***** Raw records

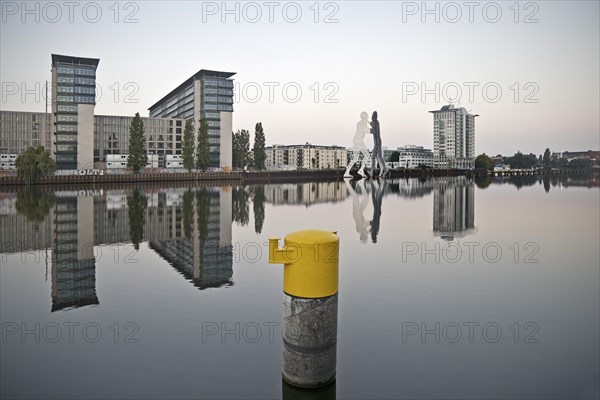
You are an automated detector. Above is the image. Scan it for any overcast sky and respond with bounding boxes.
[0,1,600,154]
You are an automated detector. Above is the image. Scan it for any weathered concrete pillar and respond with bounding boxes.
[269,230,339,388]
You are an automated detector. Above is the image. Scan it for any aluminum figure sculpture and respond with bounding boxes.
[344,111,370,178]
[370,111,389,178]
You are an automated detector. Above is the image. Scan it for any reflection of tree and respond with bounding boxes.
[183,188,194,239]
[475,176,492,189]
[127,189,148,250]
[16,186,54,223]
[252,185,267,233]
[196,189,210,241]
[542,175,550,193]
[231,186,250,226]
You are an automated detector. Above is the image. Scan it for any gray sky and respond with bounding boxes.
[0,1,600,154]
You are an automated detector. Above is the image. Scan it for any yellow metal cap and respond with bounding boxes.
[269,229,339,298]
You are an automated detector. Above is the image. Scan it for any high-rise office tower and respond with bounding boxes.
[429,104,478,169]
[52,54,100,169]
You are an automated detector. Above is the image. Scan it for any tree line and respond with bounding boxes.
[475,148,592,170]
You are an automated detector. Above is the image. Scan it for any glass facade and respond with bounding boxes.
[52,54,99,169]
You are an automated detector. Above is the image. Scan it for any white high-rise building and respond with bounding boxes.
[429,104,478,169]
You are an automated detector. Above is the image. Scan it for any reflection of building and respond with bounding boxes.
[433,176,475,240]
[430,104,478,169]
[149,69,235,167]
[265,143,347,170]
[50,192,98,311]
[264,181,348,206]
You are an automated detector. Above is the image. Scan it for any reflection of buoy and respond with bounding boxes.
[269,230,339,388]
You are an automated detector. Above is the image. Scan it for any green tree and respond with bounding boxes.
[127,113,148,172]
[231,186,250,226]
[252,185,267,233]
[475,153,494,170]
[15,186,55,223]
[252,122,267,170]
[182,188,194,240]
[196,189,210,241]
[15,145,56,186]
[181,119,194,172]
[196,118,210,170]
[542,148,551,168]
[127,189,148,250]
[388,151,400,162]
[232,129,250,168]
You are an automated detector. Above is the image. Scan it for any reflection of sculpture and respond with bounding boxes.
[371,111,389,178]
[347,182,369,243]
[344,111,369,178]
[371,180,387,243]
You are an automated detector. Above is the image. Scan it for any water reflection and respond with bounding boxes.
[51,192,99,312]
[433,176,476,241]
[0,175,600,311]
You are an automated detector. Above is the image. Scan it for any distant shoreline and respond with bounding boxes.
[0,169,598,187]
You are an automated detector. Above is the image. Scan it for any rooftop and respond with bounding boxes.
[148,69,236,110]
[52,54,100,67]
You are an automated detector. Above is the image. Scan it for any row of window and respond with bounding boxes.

**********
***** Raw records

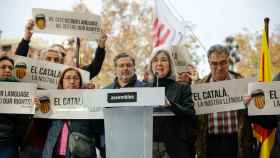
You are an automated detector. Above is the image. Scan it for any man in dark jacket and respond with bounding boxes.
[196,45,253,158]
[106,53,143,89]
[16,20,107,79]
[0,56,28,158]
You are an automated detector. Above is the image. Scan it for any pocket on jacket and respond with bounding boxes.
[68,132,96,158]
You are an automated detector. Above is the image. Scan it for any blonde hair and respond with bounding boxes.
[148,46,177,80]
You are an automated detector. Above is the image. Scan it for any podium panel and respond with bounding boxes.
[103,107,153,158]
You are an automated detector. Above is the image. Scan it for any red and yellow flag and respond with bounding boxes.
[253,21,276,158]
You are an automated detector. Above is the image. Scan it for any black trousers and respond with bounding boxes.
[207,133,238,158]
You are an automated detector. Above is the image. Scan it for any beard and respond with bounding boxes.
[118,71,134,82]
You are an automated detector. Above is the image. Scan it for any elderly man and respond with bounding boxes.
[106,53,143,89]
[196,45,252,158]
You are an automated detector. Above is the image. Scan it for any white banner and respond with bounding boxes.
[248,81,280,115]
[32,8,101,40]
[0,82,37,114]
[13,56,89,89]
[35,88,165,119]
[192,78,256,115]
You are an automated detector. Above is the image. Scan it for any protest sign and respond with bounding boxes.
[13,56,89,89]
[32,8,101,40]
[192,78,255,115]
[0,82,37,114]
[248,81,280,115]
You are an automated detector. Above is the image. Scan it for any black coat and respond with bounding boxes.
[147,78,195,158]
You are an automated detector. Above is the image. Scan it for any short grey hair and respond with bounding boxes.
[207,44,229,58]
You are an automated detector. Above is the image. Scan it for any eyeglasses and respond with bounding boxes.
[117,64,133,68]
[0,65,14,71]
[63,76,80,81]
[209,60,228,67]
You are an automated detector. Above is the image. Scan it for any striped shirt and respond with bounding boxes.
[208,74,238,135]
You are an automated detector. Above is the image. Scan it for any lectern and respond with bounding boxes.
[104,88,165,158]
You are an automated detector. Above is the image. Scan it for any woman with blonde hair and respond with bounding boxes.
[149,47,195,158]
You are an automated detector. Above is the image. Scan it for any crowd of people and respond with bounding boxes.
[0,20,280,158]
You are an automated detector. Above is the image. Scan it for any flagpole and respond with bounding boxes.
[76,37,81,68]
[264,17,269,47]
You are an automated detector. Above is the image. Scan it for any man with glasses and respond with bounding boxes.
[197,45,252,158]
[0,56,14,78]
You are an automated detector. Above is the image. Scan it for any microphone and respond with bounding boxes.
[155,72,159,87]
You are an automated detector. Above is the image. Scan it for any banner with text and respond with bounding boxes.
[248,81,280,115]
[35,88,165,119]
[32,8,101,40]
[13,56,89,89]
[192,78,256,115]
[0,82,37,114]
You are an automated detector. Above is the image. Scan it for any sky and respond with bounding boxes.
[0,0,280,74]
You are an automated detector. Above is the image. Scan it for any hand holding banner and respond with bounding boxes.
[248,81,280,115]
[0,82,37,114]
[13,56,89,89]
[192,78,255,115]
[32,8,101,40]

**********

§ **Stated goal**: Could you turn the rows starting at the line containing "cap and respond with bounding boxes." and ending at the line containing "[269,229,339,298]" into a JSON list of strings, one per line and skipping blank lines?

§ **Solution to this problem**:
[
  "You are an automated detector. Above is the image. Scan it for any yellow metal cap and respond with bounding boxes.",
  "[269,229,339,298]"
]